L’exploitation minière artisanale et à petite échelle (Artisanal small-scale mining/ASM) contribue à hauteur de 15 à 30 % à la production de cobalt en République démocratique du Congo, selon un rapport publié le 8 février par le Geneva Center for Business and Human Rights (GCBHR), un centre de recherche rattaché à l'École d'économie et de gestion de Genève.

Le rapport souligne que l’ASM constitue désormais une réalité commerciale dans ce pays d’Afrique centrale, qui fournit plus de 70% du cobalt utilisé dans les batteries rechargeables à travers le monde.

En RDC, l'exploitation minière artisanale et à petite échelle représente en effet plus de 10% de la production mondiale de cobalt, ce qui en fait le deuxième plus grand fournisseur de ce métal à l’échelle planétaire, derrière l’exploitation minière industrielle à grande échelle dans ce même pays.

L’ASM offre également des opportunités d’emploi à des centaines de milliers de mineurs en RDC et nourrit des millions de personnes. En réalité, elle génère beaucoup plus d’emplois que l’exploitation minière à grande échelle, qui fait largement appel à des machines plutôt qu’à des humains. Mais de nombreuses entreprises utilisatrices de cobalt évitent de s’approvisionner en ce métal produit par des mineurs artisanaux pour ne pas encourager le manque de respect des règles de sécurité et le travail des enfants dans les mines.

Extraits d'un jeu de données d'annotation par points
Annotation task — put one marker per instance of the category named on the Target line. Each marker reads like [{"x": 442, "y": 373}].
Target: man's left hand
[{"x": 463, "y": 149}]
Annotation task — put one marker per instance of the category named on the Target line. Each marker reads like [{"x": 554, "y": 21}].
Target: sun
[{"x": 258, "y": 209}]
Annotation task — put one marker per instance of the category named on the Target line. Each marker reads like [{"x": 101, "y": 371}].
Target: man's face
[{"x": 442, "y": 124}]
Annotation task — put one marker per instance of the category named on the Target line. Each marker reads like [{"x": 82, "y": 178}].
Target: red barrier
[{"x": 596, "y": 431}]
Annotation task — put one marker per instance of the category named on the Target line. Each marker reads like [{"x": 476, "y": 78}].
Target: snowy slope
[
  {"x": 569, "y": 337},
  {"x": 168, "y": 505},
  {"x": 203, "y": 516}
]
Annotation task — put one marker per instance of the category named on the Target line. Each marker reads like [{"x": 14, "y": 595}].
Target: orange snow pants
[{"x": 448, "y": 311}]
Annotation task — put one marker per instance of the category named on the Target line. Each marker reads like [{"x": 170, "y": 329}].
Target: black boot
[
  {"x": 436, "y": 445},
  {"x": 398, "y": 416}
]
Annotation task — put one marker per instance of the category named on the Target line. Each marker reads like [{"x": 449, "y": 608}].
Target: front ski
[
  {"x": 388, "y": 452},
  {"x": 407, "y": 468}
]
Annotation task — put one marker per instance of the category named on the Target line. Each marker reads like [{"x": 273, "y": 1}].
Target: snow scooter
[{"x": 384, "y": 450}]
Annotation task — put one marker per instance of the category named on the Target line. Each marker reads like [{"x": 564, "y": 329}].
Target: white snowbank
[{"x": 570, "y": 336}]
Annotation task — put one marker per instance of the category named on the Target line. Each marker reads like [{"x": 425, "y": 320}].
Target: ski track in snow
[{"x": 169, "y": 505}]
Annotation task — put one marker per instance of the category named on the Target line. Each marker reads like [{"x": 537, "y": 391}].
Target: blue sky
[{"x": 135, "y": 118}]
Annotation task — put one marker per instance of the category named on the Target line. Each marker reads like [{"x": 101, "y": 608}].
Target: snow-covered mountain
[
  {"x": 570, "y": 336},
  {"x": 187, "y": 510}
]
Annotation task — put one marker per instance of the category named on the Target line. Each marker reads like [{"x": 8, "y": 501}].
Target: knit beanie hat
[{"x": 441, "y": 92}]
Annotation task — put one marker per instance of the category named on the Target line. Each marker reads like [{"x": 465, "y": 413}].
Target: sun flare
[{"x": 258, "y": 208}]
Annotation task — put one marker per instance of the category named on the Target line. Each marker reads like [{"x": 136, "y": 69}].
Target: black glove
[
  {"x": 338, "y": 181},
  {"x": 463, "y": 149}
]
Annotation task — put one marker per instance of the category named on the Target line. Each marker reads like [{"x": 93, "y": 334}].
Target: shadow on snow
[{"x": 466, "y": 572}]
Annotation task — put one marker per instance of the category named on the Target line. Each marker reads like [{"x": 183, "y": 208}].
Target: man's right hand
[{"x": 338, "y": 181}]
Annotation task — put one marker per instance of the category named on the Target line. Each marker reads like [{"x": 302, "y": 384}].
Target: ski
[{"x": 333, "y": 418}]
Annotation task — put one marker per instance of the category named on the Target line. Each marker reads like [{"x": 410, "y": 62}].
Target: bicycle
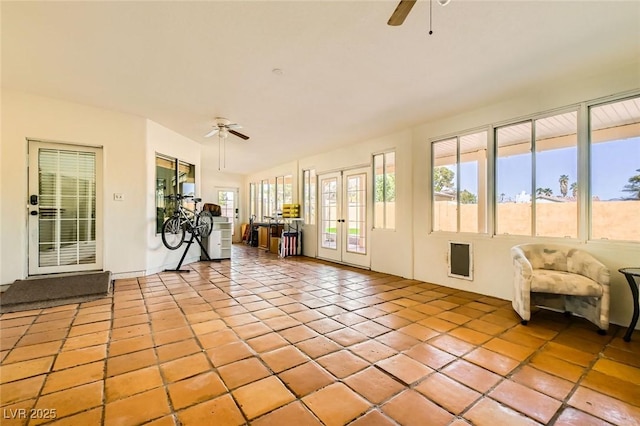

◆ **CONSIGNE 1**
Pouvez-vous recopier à l'identique, dans l'extrait sur le cobalt, tout le passage depuis « L’exploitation minière artisanale » jusqu'à « travers le monde. » ?
◆ **CONSIGNE 2**
Comment se traduit en anglais cette phrase de l'extrait sur le cobalt : « L’ASM offre également des opportunités d’emploi à des centaines de milliers de mineurs en RDC et nourrit des millions de personnes. » ?
◆ **CONSIGNE 3**
Pouvez-vous prolonger le texte sur l'exploitation artisanale du cobalt en RDC à partir de sa dernière phrase ?

◆ **RÉPONSE RÉDIGÉE 1**
L’exploitation minière artisanale et à petite échelle (Artisanal small-scale mining/ASM) contribue à hauteur de 15 à 30 % à la production de cobalt en République démocratique du Congo, selon un rapport publié le 8 février par le Geneva Center for Business and Human Rights (GCBHR), un centre de recherche rattaché à l'École d'économie et de gestion de Genève.

Le rapport souligne que l’ASM constitue désormais une réalité commerciale dans ce pays d’Afrique centrale, qui fournit plus de 70% du cobalt utilisé dans les batteries rechargeables à travers le monde.

◆ **RÉPONSE RÉDIGÉE 2**
ASM also provides job opportunities to hundreds of thousands of miners in the DRC and feeds millions of people.

◆ **RÉPONSE RÉDIGÉE 3**
Le Geneva Center for Business and Human Rights estime cependant qu’au regard du rôle central que joue l’exploitation minière artisanale dans la production de cobalt en RDC le fait d’éviter l’achat du métal issu de cette activité revient à nier les réalités du marché. 

Le centre de recherche, qui s’efforce d’identifier des modèles d'affaires alliant bénéfices et respect des droits humains, estime que les multinationales achetant du cobalt doivent encourager la formalisation de l’exploitation minière artisanale en RDC. D’autant plus que la demande mondiale de cobalt devrait se multiplier par quatre d’ici 2030 et que seul ce pays dispose des ressources et des capacités de production nécessaires pour répondre à l’essentiel de cette demande.

La formalisation de l’exploitation minière artisanale et à petite échelle consiste à faire entrer les activités informelles rémunératrices de l’exploitation minière artisanale dans le secteur formel en fixant et en appliquant des normes fondamentales en matière de droits humains pour le processus d’extraction.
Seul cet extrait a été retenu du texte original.